*** Opening of DOCUMENT PASSAGE ***
But before most of this, these highly trained and dedicated young people – many of them tsunami survivors themselves – had the toughest job of all: the recovery and final care of tens of thousands of bodies.

It was the night calls which were the hardest, the most terrible and frightening.

To describe what a night call meant, Mirza – a 24-year-old Indonesian Red Cross (PMI) volunteer – makes a silent gesture of going over a mountain and back. He doesn’t need to say more. Anyone here would know what he means – especially Mirza’s friends sprawled with him this evening on the floor of this small Red Cross outpost, playing too rough and listening to loud music. Like young people anywhere.

Mirza and his friends joined the Red Cross in Calang on the west coast of Indonesia’s Aceh province in 2002. They wanted to be heroes, to rescue people from danger and save lives.

At that same time, the conflict between separatists and government forces was escalating. A state of emergency was declared and Aceh province was closed to outsiders.

The town where Mirza lived was close to the worst area of the conflict, and so, even though he and his friends had been enthusiastic students in Red Cross’ advanced rescue and relief training, fate had another job in mind for them. They were assigned to team “evacuasi” - a unit responsible for the recovery and care of the dead. Mirza was made captain of the team.

Mirza is lean with the broad, rounded shoulders of someone used to hard work. He has the face of someone used to great responsibility and the eyes of someone who has seen the worst.

“Too many to count,” he says of the dead bodies he tended during the conflict.
*** Close of DOCUMENT PASSAGE ***
*** Opening of PROVIDED MATERIAL ***
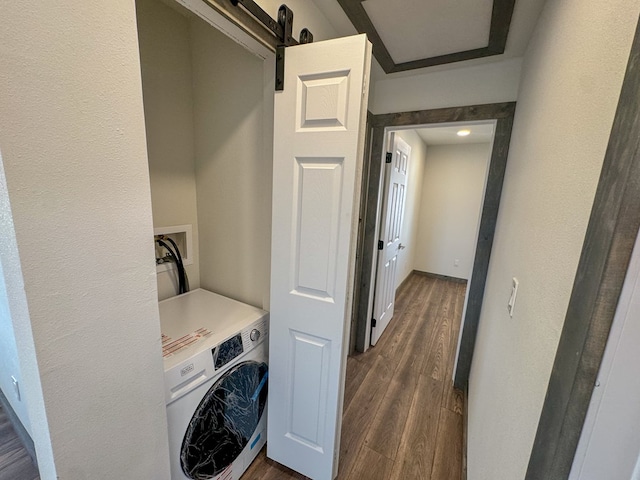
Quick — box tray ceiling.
[338,0,515,73]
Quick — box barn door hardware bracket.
[231,0,313,91]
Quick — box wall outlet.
[153,225,193,273]
[507,277,520,317]
[11,375,20,401]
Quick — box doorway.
[351,102,516,390]
[364,121,495,346]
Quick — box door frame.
[525,16,640,480]
[352,102,516,390]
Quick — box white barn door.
[371,133,411,345]
[267,35,371,480]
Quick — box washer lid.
[159,288,267,370]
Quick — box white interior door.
[267,35,371,480]
[371,133,411,345]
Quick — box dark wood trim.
[454,111,513,390]
[356,102,516,390]
[371,102,516,127]
[338,0,515,73]
[525,15,640,480]
[199,0,278,52]
[351,123,384,352]
[0,390,38,468]
[349,111,379,355]
[412,270,468,288]
[460,389,469,480]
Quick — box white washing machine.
[160,289,269,480]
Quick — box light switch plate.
[11,375,20,401]
[507,277,520,317]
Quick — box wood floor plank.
[0,406,40,480]
[365,349,420,460]
[390,375,442,480]
[338,350,394,478]
[230,274,464,480]
[431,408,462,480]
[342,357,369,411]
[348,446,393,480]
[381,276,444,368]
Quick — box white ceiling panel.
[416,123,494,145]
[362,0,493,64]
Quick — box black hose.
[156,238,185,294]
[167,237,189,293]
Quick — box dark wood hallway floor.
[242,273,466,480]
[0,274,466,480]
[0,406,40,480]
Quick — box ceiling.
[314,0,545,75]
[416,122,494,145]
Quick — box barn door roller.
[231,0,313,91]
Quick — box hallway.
[243,273,466,480]
[0,406,40,480]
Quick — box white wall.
[0,0,169,480]
[395,130,427,288]
[468,0,640,480]
[414,143,491,280]
[256,0,340,41]
[191,15,273,307]
[369,58,522,114]
[136,0,200,300]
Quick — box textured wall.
[369,58,522,114]
[468,0,640,480]
[136,0,200,300]
[414,143,491,280]
[0,0,169,480]
[191,19,273,307]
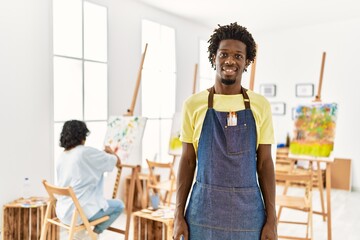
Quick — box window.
*** Close of PROVIDED MATERIAL ***
* SET OF TASKS:
(1) From the passage about the Aceh Red Cross volunteers, extract the stretch from "At that same" through "of the team.", copying it word for word.
(2) Continue the passage about the Aceh Red Cross volunteers, beginning right after its final sentence.

* RESPONSES:
(1)
At that same time, the conflict between separatists and government forces was escalating. A state of emergency was declared and Aceh province was closed to outsiders.

The town where Mirza lived was close to the worst area of the conflict, and so, even though he and his friends had been enthusiastic students in Red Cross’ advanced rescue and relief training, fate had another job in mind for them. They were assigned to team “evacuasi” - a unit responsible for the recovery and care of the dead. Mirza was made captain of the team.

(2)
Fifty? One hundred? Two? Mirza nods slowly after 500.

The call usually came from someone in a village in the mountainous heart of North Sumatra Island. If the call came at night, the off-duty team would often join to give moral support, something that made Mirza very proud. The two teams would drive their ambulances past checkpoints into the darkened mountains. The dead could wait until daylight, perhaps, but not the grieving relatives or friends.

When the teams arrived as close as could be driven, they would unload stretchers and hike the rest of the way through jungle and night. They would recover the bodies and then bring them some place to be buried with dignity.

“We had to do it,” says Mirza. “If we didn’t who else would? The bodies would be there forever.”

The work is difficult, say the volunteers like Mirza, but not dirty. “It is about taking care of people,” says one.

For Mirza, it is about the community. “According to our culture,” he says “if a body lies in a village and no one dares to recover it, then the whole village is guilty of a sin.”

But, in the highly suspicious environment of a conflict, even tending to a dead body can be seen as show of support for one side or another. The recognized neutrality of the Red Cross allowed Mirza and his team an uneasy safe-passage, but did not make the work any less terrible or frightening.

So, when the phone rang on the night of December 25th, 2004, Mirza expected the worst. This time, however, the call was about life. Two lives. A pregnant woman was having trouble delivering her child. Mirza’s ambulance would take the woman and two midwives to a hospital in a town a few hours away.

About an hour down the narrow and jarring coastal road, Mirza had to call for the driver to stop. A few minutes later, Mirza and the midwives helped the woman safely deliver a baby boy.

It was what Mirza had trained and hoped for, the opportunity to save lives.

Mirza brought the woman and baby to the midwife post and then returned to the PMI office at 4:30am. He smiled as he drifted to sleep on a mat on the office floor. Two lives.

At 8:09am, the earthquake literally jolted Mirza awake. He and the rest of his team ran outside into the road. The quake shook the town and the seaside building for 10 minutes. When it was over, the town’s small, low buildings seemed to be fine and intact. Mirza and his friends returned to the yard of the Red Cross post and began to fool around collecting fallen mangoes.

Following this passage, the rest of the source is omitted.